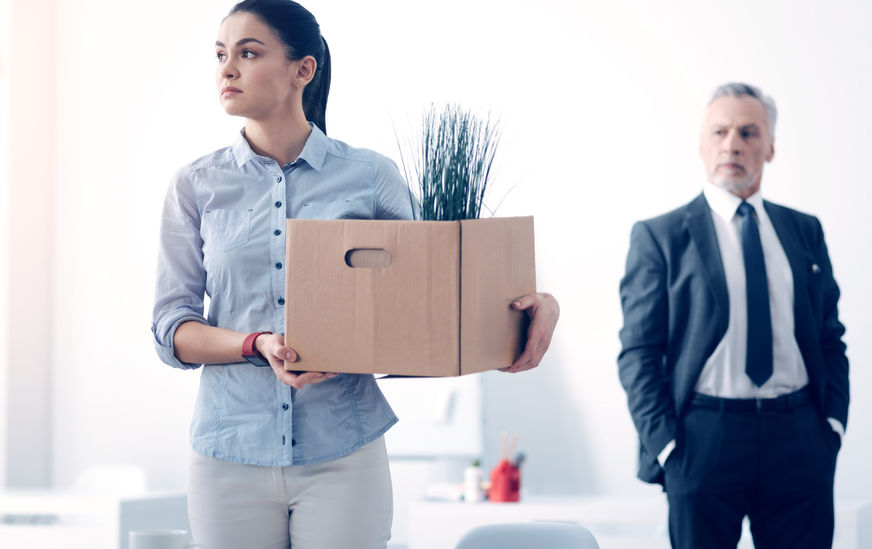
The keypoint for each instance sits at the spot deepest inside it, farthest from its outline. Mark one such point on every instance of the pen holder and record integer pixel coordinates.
(505, 482)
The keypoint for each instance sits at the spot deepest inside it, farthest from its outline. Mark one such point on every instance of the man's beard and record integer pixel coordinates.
(732, 184)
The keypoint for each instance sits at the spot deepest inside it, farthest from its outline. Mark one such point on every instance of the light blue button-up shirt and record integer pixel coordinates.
(223, 235)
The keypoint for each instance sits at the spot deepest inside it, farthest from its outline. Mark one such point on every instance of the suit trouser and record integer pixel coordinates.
(338, 504)
(775, 467)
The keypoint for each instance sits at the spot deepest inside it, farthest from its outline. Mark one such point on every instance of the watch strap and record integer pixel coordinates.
(248, 348)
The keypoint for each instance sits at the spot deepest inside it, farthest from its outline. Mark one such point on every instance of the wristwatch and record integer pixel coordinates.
(250, 352)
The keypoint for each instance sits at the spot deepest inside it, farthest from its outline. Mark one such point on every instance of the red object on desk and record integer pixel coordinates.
(505, 482)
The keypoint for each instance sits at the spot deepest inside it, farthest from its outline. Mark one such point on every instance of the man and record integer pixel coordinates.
(732, 358)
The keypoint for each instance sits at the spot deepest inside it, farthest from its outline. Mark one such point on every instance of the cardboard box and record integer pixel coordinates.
(421, 298)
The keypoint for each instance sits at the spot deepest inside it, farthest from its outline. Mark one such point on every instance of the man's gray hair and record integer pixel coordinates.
(739, 89)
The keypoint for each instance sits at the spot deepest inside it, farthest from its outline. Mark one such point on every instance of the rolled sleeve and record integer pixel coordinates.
(181, 278)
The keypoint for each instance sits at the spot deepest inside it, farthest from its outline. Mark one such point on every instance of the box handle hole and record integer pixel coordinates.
(368, 258)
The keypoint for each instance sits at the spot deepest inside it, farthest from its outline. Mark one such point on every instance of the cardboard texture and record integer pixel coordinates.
(418, 298)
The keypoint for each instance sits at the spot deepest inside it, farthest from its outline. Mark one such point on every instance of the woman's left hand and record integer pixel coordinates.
(543, 311)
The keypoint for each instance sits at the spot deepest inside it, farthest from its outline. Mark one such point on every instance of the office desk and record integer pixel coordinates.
(616, 522)
(49, 519)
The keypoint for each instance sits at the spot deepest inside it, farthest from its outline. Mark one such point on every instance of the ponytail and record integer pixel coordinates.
(315, 94)
(301, 34)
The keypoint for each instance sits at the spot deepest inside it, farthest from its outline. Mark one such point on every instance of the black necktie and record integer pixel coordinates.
(758, 363)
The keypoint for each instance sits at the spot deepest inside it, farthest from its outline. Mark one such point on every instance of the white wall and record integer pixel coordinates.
(600, 104)
(5, 173)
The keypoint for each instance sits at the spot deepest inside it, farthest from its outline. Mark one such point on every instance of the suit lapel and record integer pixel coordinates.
(699, 224)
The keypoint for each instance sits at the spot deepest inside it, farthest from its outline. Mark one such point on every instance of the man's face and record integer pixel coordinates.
(735, 143)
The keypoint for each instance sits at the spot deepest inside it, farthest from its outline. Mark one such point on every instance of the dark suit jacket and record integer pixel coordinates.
(675, 303)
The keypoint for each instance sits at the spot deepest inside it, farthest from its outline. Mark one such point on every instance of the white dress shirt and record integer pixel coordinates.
(723, 374)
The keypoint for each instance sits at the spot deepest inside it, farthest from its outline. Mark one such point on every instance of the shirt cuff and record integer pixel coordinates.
(664, 454)
(837, 426)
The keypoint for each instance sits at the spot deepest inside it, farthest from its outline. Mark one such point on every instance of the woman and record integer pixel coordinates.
(279, 458)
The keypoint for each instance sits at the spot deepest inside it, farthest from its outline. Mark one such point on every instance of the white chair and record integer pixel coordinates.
(532, 535)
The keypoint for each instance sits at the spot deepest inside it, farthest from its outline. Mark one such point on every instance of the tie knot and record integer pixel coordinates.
(745, 209)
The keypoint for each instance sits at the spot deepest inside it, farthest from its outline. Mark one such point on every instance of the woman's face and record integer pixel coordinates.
(254, 77)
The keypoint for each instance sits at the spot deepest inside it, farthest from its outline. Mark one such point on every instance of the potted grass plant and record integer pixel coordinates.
(437, 302)
(449, 168)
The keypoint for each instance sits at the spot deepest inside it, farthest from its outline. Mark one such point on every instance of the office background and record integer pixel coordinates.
(600, 104)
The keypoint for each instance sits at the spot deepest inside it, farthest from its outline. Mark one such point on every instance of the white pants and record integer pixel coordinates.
(346, 503)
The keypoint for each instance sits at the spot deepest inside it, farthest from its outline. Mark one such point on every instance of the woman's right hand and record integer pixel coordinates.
(272, 347)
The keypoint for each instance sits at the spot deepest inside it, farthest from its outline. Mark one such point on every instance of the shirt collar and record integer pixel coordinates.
(724, 203)
(313, 153)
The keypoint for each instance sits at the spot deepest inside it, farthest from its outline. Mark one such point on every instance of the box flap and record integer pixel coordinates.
(498, 265)
(400, 318)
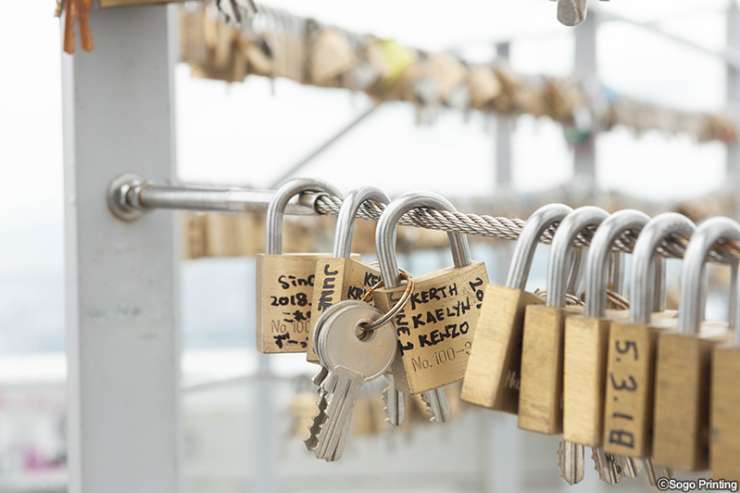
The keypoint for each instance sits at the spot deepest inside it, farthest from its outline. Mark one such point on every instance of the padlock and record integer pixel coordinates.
(493, 372)
(683, 364)
(541, 392)
(724, 448)
(628, 412)
(587, 335)
(342, 277)
(435, 328)
(285, 281)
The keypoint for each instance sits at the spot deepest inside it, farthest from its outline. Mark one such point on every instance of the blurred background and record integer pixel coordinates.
(252, 133)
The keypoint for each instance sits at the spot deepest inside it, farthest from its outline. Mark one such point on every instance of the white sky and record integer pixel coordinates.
(243, 134)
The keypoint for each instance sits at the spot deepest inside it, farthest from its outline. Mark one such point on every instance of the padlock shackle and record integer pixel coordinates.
(529, 237)
(385, 233)
(347, 215)
(597, 264)
(707, 234)
(646, 267)
(557, 268)
(276, 209)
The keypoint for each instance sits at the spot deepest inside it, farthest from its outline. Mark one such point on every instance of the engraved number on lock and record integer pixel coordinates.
(623, 383)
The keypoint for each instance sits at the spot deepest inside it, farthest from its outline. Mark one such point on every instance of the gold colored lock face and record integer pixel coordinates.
(493, 373)
(284, 294)
(725, 418)
(492, 377)
(435, 329)
(682, 376)
(629, 389)
(541, 392)
(541, 389)
(586, 342)
(337, 279)
(681, 439)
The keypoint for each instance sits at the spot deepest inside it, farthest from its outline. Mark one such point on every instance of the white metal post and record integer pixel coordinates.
(585, 66)
(121, 278)
(504, 132)
(504, 451)
(733, 88)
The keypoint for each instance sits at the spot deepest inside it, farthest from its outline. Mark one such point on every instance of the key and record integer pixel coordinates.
(395, 403)
(319, 381)
(606, 466)
(629, 466)
(350, 362)
(653, 473)
(572, 12)
(570, 461)
(437, 405)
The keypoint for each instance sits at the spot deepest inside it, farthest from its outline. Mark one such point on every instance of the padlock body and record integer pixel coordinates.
(494, 366)
(725, 414)
(337, 279)
(284, 291)
(541, 388)
(435, 329)
(584, 378)
(682, 380)
(628, 413)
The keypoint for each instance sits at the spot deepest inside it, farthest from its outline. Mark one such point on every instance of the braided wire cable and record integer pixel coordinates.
(506, 228)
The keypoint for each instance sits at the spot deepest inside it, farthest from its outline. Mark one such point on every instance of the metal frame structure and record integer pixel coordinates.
(121, 278)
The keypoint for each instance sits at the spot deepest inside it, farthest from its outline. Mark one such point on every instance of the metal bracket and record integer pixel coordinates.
(122, 197)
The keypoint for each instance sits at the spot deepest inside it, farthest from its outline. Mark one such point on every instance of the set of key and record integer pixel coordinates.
(349, 357)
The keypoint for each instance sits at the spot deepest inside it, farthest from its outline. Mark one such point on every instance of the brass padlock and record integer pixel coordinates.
(341, 277)
(587, 336)
(541, 393)
(682, 373)
(628, 413)
(493, 372)
(285, 281)
(435, 328)
(724, 448)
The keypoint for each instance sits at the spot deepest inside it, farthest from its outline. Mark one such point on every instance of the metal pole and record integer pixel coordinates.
(123, 352)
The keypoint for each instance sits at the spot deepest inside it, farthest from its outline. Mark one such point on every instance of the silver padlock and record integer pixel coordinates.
(435, 329)
(342, 276)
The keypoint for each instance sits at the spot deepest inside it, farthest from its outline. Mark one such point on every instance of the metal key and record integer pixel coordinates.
(570, 461)
(319, 380)
(350, 361)
(437, 404)
(653, 473)
(395, 402)
(572, 12)
(630, 468)
(606, 466)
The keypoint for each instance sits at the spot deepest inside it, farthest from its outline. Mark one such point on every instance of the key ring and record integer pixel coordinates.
(395, 309)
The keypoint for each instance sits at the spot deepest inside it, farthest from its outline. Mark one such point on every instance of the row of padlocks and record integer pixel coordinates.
(645, 388)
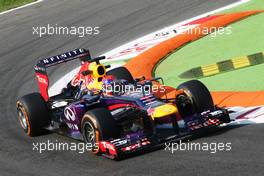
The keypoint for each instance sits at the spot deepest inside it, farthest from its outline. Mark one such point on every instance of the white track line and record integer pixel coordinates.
(141, 39)
(20, 7)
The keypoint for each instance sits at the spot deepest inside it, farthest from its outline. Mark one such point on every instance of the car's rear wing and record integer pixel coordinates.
(43, 64)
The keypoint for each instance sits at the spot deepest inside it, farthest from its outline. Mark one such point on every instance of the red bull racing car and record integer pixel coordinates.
(114, 112)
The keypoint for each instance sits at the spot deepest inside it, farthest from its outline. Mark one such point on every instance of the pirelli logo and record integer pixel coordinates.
(224, 66)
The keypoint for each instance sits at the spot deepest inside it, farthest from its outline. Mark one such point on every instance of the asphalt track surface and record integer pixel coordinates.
(119, 21)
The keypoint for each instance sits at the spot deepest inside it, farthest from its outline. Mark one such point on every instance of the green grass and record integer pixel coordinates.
(9, 4)
(246, 38)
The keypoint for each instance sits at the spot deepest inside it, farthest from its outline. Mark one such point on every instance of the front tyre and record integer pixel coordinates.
(33, 114)
(198, 94)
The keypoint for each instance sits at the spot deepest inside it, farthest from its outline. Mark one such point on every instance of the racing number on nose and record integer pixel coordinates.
(69, 114)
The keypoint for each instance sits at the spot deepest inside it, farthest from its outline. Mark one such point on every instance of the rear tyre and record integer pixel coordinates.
(121, 73)
(199, 95)
(33, 114)
(97, 125)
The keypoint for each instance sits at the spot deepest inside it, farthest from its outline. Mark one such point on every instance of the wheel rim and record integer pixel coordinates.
(89, 133)
(22, 118)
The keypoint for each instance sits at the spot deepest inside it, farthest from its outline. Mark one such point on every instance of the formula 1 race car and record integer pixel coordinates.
(114, 112)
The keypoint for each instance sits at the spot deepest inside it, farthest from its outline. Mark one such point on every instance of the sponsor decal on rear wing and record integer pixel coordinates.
(65, 57)
(43, 64)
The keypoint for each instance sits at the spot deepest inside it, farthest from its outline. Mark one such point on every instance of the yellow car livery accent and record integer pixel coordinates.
(163, 111)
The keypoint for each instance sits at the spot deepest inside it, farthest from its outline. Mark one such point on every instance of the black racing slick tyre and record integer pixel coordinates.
(97, 125)
(121, 73)
(33, 114)
(199, 95)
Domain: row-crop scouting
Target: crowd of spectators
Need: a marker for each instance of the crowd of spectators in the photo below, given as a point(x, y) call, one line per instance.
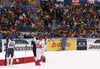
point(78, 21)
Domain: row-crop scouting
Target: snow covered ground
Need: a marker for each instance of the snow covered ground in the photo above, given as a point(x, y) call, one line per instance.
point(64, 60)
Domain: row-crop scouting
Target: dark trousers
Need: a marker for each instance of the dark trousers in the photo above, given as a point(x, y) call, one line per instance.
point(10, 51)
point(34, 48)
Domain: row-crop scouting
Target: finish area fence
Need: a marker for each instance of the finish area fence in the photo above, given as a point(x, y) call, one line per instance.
point(91, 44)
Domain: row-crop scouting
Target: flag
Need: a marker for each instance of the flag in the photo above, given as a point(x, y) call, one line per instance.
point(13, 30)
point(59, 30)
point(64, 31)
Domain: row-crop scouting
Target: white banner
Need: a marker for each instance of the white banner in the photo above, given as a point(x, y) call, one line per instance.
point(93, 44)
point(20, 45)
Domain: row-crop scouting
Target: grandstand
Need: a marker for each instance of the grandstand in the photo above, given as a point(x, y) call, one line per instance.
point(78, 20)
== == ==
- _DIRECTIONS_
Check all the records above and select each line where the string "Target" is found.

- _PROBLEM SOLUTION_
Target: crowd of spectators
Target: snow covered ground
Target: dark trousers
Target: finish area fence
Target: flag
Target: white banner
Target: grandstand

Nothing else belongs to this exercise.